-- START --
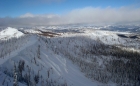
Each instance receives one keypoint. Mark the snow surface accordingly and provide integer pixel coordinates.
(62, 69)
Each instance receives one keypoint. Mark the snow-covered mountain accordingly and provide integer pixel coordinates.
(87, 57)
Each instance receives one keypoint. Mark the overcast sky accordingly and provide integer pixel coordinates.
(56, 12)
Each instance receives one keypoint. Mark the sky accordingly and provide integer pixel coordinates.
(55, 12)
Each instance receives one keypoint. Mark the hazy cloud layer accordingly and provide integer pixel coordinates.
(85, 15)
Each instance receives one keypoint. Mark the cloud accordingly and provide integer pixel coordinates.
(84, 15)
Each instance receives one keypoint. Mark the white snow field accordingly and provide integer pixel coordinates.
(45, 61)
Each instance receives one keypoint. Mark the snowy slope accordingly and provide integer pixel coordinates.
(10, 32)
(66, 60)
(62, 70)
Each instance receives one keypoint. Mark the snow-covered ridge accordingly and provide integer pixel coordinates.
(10, 32)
-- END --
Rewrite all the records above, changing every "keypoint" to "marker" and keeping everything else the same. Leave out the pictures.

▶ [Result of the task]
Each instance receives one marker. Mark the snow surface accordingly and provide integer pixel coordinates.
(62, 69)
Each instance receives one marker. Mark the snow-covered mountain accordingly and provide integer pixel coordinates.
(87, 57)
Each instance receives one marker. Mark the overcast sky accordingly and provide integer pixel coordinates.
(56, 12)
Each instance receives one marker. Mark the sky accordingly and provide integer pixel coordinates.
(55, 12)
Each instance receives one marker. Mark the hazy cloud layer accordingly and provide integer pixel coordinates.
(85, 15)
Each instance receives one marker. Mark the cloud accordingly and provide integer pixel coordinates.
(84, 15)
Each instance receives one marker. Mark the white snow field accordingly and provide integer pixel coordinates.
(45, 61)
Each instance receives one marker. Mark the snowy slope accordingly and provide integer pixel coordinates.
(10, 32)
(66, 60)
(62, 70)
Each instance receives one marker. Mark the snow-covered ridge accordingly and provide integer pixel coordinates.
(10, 32)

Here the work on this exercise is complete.